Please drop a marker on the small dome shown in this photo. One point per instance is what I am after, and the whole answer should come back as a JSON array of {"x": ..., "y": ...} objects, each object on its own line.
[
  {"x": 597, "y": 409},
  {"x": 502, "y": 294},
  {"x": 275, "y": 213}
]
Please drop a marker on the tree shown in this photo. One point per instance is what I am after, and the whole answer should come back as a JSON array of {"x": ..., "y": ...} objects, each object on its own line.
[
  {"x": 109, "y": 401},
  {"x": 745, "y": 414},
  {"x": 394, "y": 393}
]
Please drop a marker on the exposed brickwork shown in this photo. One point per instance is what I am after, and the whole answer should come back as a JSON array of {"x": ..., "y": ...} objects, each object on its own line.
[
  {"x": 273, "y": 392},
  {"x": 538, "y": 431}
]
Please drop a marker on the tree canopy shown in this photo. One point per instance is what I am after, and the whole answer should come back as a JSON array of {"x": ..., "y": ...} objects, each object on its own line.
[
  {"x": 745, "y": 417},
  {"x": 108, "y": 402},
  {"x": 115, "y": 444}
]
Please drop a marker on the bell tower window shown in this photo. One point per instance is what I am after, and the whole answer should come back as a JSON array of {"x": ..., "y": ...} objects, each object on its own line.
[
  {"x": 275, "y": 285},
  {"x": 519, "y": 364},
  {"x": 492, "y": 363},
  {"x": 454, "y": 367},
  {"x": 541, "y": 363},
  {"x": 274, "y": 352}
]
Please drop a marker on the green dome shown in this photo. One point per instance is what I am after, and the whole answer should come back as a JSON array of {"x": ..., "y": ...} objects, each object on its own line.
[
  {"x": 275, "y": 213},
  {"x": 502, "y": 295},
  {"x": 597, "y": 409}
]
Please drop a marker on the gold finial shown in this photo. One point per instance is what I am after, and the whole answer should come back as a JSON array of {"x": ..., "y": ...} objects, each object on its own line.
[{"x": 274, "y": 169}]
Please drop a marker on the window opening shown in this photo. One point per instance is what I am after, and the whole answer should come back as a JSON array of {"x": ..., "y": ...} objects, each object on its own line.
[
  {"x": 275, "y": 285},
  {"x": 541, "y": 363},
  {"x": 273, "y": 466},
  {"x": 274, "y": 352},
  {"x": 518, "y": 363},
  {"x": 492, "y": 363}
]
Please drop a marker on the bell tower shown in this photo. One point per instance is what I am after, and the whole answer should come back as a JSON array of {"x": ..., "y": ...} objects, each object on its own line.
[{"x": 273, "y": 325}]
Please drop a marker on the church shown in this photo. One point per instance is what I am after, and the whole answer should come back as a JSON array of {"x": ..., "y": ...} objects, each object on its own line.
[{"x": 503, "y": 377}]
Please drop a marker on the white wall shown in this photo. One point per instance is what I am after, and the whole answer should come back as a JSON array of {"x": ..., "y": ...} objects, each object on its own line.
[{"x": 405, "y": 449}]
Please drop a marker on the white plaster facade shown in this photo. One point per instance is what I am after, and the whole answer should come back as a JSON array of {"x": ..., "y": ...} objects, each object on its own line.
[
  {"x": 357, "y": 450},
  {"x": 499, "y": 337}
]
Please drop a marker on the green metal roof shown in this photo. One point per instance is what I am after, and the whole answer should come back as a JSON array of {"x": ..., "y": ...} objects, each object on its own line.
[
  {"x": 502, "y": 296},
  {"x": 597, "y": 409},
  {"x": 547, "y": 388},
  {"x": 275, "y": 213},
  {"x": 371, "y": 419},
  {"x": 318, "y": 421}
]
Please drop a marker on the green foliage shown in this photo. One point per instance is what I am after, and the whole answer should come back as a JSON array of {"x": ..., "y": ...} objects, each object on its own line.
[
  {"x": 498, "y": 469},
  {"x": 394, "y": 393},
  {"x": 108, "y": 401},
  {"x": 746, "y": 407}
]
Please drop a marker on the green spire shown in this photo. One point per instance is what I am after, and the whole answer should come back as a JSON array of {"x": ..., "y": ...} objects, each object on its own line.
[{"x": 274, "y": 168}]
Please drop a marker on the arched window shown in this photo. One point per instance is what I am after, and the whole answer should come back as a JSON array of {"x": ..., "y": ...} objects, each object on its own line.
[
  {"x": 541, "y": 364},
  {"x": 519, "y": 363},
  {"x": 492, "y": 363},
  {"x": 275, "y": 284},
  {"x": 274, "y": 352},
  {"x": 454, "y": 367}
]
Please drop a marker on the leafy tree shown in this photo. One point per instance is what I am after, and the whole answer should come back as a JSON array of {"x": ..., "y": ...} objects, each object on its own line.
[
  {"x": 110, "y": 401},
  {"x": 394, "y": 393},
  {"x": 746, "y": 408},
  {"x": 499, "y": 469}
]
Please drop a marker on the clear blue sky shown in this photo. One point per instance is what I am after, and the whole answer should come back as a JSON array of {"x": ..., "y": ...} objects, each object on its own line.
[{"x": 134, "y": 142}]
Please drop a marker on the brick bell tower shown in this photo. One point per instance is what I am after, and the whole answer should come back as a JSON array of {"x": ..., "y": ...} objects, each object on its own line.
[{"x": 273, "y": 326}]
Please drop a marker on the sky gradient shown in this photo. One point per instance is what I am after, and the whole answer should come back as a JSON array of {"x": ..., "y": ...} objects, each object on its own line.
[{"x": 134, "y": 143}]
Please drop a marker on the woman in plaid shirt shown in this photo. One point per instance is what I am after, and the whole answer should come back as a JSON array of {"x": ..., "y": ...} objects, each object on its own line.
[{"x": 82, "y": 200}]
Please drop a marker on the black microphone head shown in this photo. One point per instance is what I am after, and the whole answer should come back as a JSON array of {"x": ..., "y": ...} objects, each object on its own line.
========================================================================
> EXERCISE OBJECTIVE: Write the records again exactly as they stand.

> RESPONSE TO THE TASK:
Please drop a marker on the small dome shown in this photo. One point per instance is what I am after, and the whole answer should come back as a JSON array of {"x": ..., "y": ...} objects, each object on its own line.
[
  {"x": 597, "y": 409},
  {"x": 502, "y": 294},
  {"x": 275, "y": 213}
]
Please drop a marker on the tree shown in this photo. One point per instance is what I am after, and the whole answer should come back as a JSON array of {"x": ..., "y": ...} objects, each object on its own line.
[
  {"x": 109, "y": 401},
  {"x": 745, "y": 414},
  {"x": 394, "y": 393}
]
Please drop a marker on the exposed brickwork shown in this photo. One point per instance is what I am after, and the whole answer should come back as a JSON array of {"x": ..., "y": ...} objects, each object on its own line.
[
  {"x": 273, "y": 392},
  {"x": 538, "y": 431}
]
Please drop a marker on the tree canopy shown in this photo. One point per instance is what I am after, and the whole answer should come back as a JSON array of {"x": ..., "y": ...} objects, each object on its own line.
[
  {"x": 745, "y": 417},
  {"x": 108, "y": 402},
  {"x": 115, "y": 444}
]
Please drop a marker on the bell tower window shown in this photo. One point per instance is what I am after, and the whole answer should come back as a JSON array of {"x": ..., "y": ...} objects, each object on its own line.
[
  {"x": 275, "y": 285},
  {"x": 519, "y": 364},
  {"x": 492, "y": 363},
  {"x": 454, "y": 367},
  {"x": 541, "y": 363},
  {"x": 274, "y": 352}
]
Please drop a marker on the green dome shown in this photo. One point per instance is what I am after, and the whole answer should come back as a JSON array of {"x": ..., "y": ...} objects, each object on its own line.
[
  {"x": 275, "y": 213},
  {"x": 502, "y": 295},
  {"x": 597, "y": 409}
]
Please drop a marker on the gold finial shown in this photo. One point per instance is what I am after, and the whole answer should come back as a JSON array of {"x": ..., "y": ...} objects, each object on its own line.
[{"x": 274, "y": 169}]
Please drop a marker on the window opening shown in this photo. One point per instance is what I am after, and the whole answer should come back as a JSON array of {"x": ..., "y": ...} objects, each object on its own line.
[
  {"x": 275, "y": 285},
  {"x": 541, "y": 363},
  {"x": 273, "y": 466},
  {"x": 274, "y": 352},
  {"x": 518, "y": 363},
  {"x": 492, "y": 363}
]
Please drop a marker on the bell tower shown in this photo. One point per instance is what I am after, and the whole answer should come back as a JSON array of {"x": ..., "y": ...} objects, each object on its own line.
[{"x": 273, "y": 325}]
Please drop a marker on the church shown in this photo. One point per instance is what I am after, and the whole answer should come back as a JSON array of {"x": ..., "y": ...} objects, each object on its own line.
[{"x": 503, "y": 377}]
Please drop a marker on the white wall shown in this photo. One point per instance is what I am after, and the whole answer should come back as a JSON array of {"x": ..., "y": ...} objects, each object on its own line.
[{"x": 405, "y": 449}]
Please drop a marker on the white plaster facade shown in this photo. One point per instance is what I am after, and the whole answer should come back as a JSON array of {"x": ..., "y": ...} objects, each object on its own line.
[
  {"x": 357, "y": 450},
  {"x": 499, "y": 337}
]
Please drop a marker on the green metal roof shown in this photo. One point per instance is what I am after, and the whole answer should come back as a JSON array of {"x": ..., "y": ...} objects, each object on its own line.
[
  {"x": 502, "y": 296},
  {"x": 597, "y": 409},
  {"x": 547, "y": 388},
  {"x": 275, "y": 213},
  {"x": 371, "y": 419},
  {"x": 318, "y": 421}
]
Please drop a marker on the green foliage shown in this photo. One point per instance is what I am after, and the whole answer should come back as a JSON array of {"x": ..., "y": ...} objects, each object on its own line.
[
  {"x": 498, "y": 469},
  {"x": 394, "y": 393},
  {"x": 108, "y": 401},
  {"x": 746, "y": 407}
]
Please drop a marker on the green spire shown in this photo. One point per instance is what I am after, and the whole answer should come back as a JSON array of {"x": ..., "y": ...} objects, each object on its own line.
[{"x": 274, "y": 168}]
Please drop a marker on the arched window shown in this photo. One point per instance is what I am after, and the whole answer should come back as a JSON array of {"x": ..., "y": ...} objects, each object on its own line.
[
  {"x": 541, "y": 364},
  {"x": 519, "y": 363},
  {"x": 492, "y": 363},
  {"x": 275, "y": 284},
  {"x": 274, "y": 352},
  {"x": 454, "y": 367}
]
Please drop a marker on the leafy tree shown in this photo. One point per instance is what I am after, and the whole answer should come back as a JSON array of {"x": ..., "y": ...} objects, each object on its own line.
[
  {"x": 110, "y": 401},
  {"x": 394, "y": 393},
  {"x": 746, "y": 408},
  {"x": 499, "y": 469}
]
Please drop a marker on the clear blue sky shown in this photo. One point per instance is what I am after, and the whole answer should come back as a JSON array of {"x": ..., "y": ...} objects, each object on its own line.
[{"x": 134, "y": 142}]
Please drop a marker on the brick bell tower shown in this photo. One point per instance is what I am after, and the whole answer should come back as a JSON array of {"x": ..., "y": ...} objects, each object on its own line.
[{"x": 273, "y": 326}]
Please drop a marker on the sky gradient shown in this photo. One point per instance is what I am after, and the whole answer should come back as a JSON array of {"x": ..., "y": ...} objects, each object on its own line.
[{"x": 134, "y": 143}]
Please drop a marker on the woman in plaid shirt shown in this photo. One point per instance is what I am after, and the whole answer should come back as a JSON array of {"x": ..., "y": ...} objects, each object on its own line.
[{"x": 82, "y": 200}]
Please drop a marker on the black microphone head shown in this photo. One point per instance is what I am after, and the whole answer should come back as a JSON array of {"x": ..., "y": ...} objects, each object on its own line.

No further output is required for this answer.